[Raw records]
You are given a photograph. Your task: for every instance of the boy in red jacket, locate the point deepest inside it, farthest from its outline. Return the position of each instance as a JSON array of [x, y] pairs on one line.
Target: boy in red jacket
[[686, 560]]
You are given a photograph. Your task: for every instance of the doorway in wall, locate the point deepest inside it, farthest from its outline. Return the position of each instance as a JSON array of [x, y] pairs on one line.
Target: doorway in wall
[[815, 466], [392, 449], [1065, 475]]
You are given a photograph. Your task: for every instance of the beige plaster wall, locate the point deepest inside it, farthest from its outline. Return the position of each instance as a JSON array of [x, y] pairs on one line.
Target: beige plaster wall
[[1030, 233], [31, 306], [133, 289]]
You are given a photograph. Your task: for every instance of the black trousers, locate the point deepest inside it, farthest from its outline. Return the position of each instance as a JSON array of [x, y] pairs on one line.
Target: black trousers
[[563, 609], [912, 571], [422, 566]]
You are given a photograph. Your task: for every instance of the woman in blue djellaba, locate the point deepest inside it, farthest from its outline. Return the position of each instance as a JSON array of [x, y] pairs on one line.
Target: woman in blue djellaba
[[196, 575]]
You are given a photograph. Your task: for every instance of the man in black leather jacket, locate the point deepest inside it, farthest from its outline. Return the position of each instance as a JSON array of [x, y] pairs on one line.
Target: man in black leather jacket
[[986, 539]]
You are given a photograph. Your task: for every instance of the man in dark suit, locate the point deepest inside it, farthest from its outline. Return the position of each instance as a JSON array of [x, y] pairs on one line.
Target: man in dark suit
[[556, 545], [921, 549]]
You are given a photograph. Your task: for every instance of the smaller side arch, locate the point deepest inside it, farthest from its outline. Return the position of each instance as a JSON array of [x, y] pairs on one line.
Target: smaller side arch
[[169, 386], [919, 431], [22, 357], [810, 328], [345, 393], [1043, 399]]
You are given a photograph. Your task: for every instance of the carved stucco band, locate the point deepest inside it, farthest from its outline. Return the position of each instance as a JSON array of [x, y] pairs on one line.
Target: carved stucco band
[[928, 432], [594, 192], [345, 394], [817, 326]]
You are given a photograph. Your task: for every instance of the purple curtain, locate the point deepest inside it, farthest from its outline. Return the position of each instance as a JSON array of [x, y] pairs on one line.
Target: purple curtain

EXERCISE PROMPT. Rewrite every line of the records above as a numbered list, omitting any blank lines.

FULL ANSWER.
1. You are given a photograph. Your task: for every instance of the boy in red jacket, locate the point deepest inside it, farthest from its outline. Return the position of each instance as a JSON array of [x, y] pairs on one line.
2. Target: boy in red jacket
3. [[686, 560]]
4. You are given a photograph. Your task: for every instance of the doorway in wall, locate the point deepest inside it, farthest from its outline. Return the position of each instance as a JSON array of [x, y] pairs on one line.
5. Target: doorway in wall
6. [[815, 466], [392, 449], [1065, 475]]
7. You are given a photograph. Your task: for every instance of the beige plaster wall, locate the point deepest inside it, farthest from its outline. Return the position of each instance as a JSON array of [x, y] pairs on one line.
8. Target: beige plaster wall
9. [[1030, 233], [31, 306], [133, 289]]
10. You are given a photograph. Your task: for every instance of the black trousers, locate the point deepest inside it, farthest from its outline. Return the position of each instance as a JSON array of [x, y] pairs on one line.
11. Target: black trousers
12. [[563, 609], [912, 571], [422, 566]]
13. You are given a photograph. Your task: for every instance of the woman in blue djellaba, locate the point deepest inside it, farthest from its outline. Return the position of each instance as a JSON array of [x, y] pairs on one line.
14. Target: woman in blue djellaba
15. [[196, 575]]
16. You are given a photograph. Your task: for every instance of the man in black leather jacket, locate the point deepest inside it, farthest from its outline. Return the position of each instance as a JSON array of [x, y] pairs on one line.
17. Target: man in black leather jacket
18. [[986, 539]]
19. You are given a photograph. Your task: for every instance of the man in dark suit, locate the point deepest inside it, farthest from its outline. Return the position of each instance as a JSON array of [x, y] pairs on one line.
20. Target: man in dark suit
21. [[556, 545], [921, 549]]
22. You are given a photograph. Your task: for every instance of the smaller side arch, locate the point deepest inside it, farthest from its outline. Return the position of each instance as a JSON array of [x, y] pairs on one line.
23. Target: smaller side arch
24. [[169, 386], [919, 431], [22, 357], [810, 328], [345, 393], [1043, 399]]
25. You are given a photograph. Your task: for every instance of the carved stucco band, locate the point deepest inside it, farthest from its outline. Return the position of each instance as a JSON array of [x, y] pairs on one line.
26. Target: carved stucco band
27. [[928, 432], [594, 192], [345, 394], [817, 326]]
28. You are given a photograph. Your task: for every instance of the purple curtain, locate the point deepest inside it, farthest from its outline. Return the position of each instance as a JSON array of [x, y] pairs on one line.
29. Target: purple curtain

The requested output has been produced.